**Work request 1**
Decide whether each statement below agrees with the article on recession, answering yes or no and quoting the deciding words of the article: (a) Ismael García Puente says the current situation is a crisis like Covid or 2008; (b) the latest PMI data in the Eurozone show that the economy is slowing; (c) Alberto Matellán is the investment manager of MAPFRE Gestión Patrimonial.
**Work request 2**
Reproduce the passage of the article on recession starting at "Ismael García Puente, investment" and ending at "being contemplated either.".

**Provided text**
====

Recession, crisis or economic depression?
Redacción Mapfre
The macroeconomic reality is currently being debated among experts: while some predict that, in the coming months, the European economy could enter recession, others rule out an eventual crisis and claim that the latest data even point to a normalization after months of post-pandemic recovery. Beyond the possible scenarios, the reality is that the latest PMI data in the Eurozone have shown that the economy is slowing, but the question is “to what extent?”
Ismael García Puente, investment manager of MAPFRE Gestión Patrimonial, believes that the risk of recession is driving the market dynamics. Mentioning the US Citigroup Economic Surprise Index, which assesses whether the published data are better/worse than expected, he estimates that, a “possible recession scenario” is occurring, at least in the United States. However, he clarifies that recession is not the same as crisis: “Nobody likes to talk about recession, but we are not talking about a crisis like Covid or 2008; the published data are lower than expected, but for now there is not much probability that the financial system will break down.” Alberto Matellán, chief economist of MAPFRE Inversión, says that the possibility of a recession lasting more than a year and a half, which he calls a “depression,” is not being contemplated either.

====

Phrase grounding data:
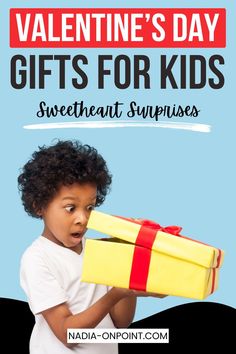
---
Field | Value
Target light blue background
[0,1,236,319]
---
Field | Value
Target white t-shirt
[20,236,118,354]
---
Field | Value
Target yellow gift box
[81,211,223,299]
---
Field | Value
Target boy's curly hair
[18,140,112,218]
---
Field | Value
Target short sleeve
[20,249,67,315]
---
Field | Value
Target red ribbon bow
[137,220,182,236]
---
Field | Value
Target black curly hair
[18,140,112,218]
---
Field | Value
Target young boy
[18,141,163,354]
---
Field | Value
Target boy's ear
[33,202,43,218]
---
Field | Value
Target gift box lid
[87,211,223,268]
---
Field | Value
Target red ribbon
[127,219,182,291]
[115,216,222,294]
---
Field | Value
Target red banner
[10,8,226,48]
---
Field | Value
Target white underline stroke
[23,120,211,133]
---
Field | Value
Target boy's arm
[110,295,137,328]
[42,288,131,345]
[110,289,167,328]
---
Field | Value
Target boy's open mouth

====

**Task response 1**
(a) No: "we are not talking about a crisis like Covid or 2008"
(b) Yes: "the latest PMI data in the Eurozone have shown that the economy is slowing"
(c) No: "Alberto Matellán, chief economist of MAPFRE Inversión"

**Task response 2**
Ismael García Puente, investment manager of MAPFRE Gestión Patrimonial, believes that the risk of recession is driving the market dynamics. Mentioning the US Citigroup Economic Surprise Index, which assesses whether the published data are better/worse than expected, he estimates that, a “possible recession scenario” is occurring, at least in the United States. However, he clarifies that recession is not the same as crisis: “Nobody likes to talk about recession, but we are not talking about a crisis like Covid or 2008; the published data are lower than expected, but for now there is not much probability that the financial system will break down.” Alberto Matellán, chief economist of MAPFRE Inversión, says that the possibility of a recession lasting more than a year and a half, which he calls a “depression,” is not being contemplated either.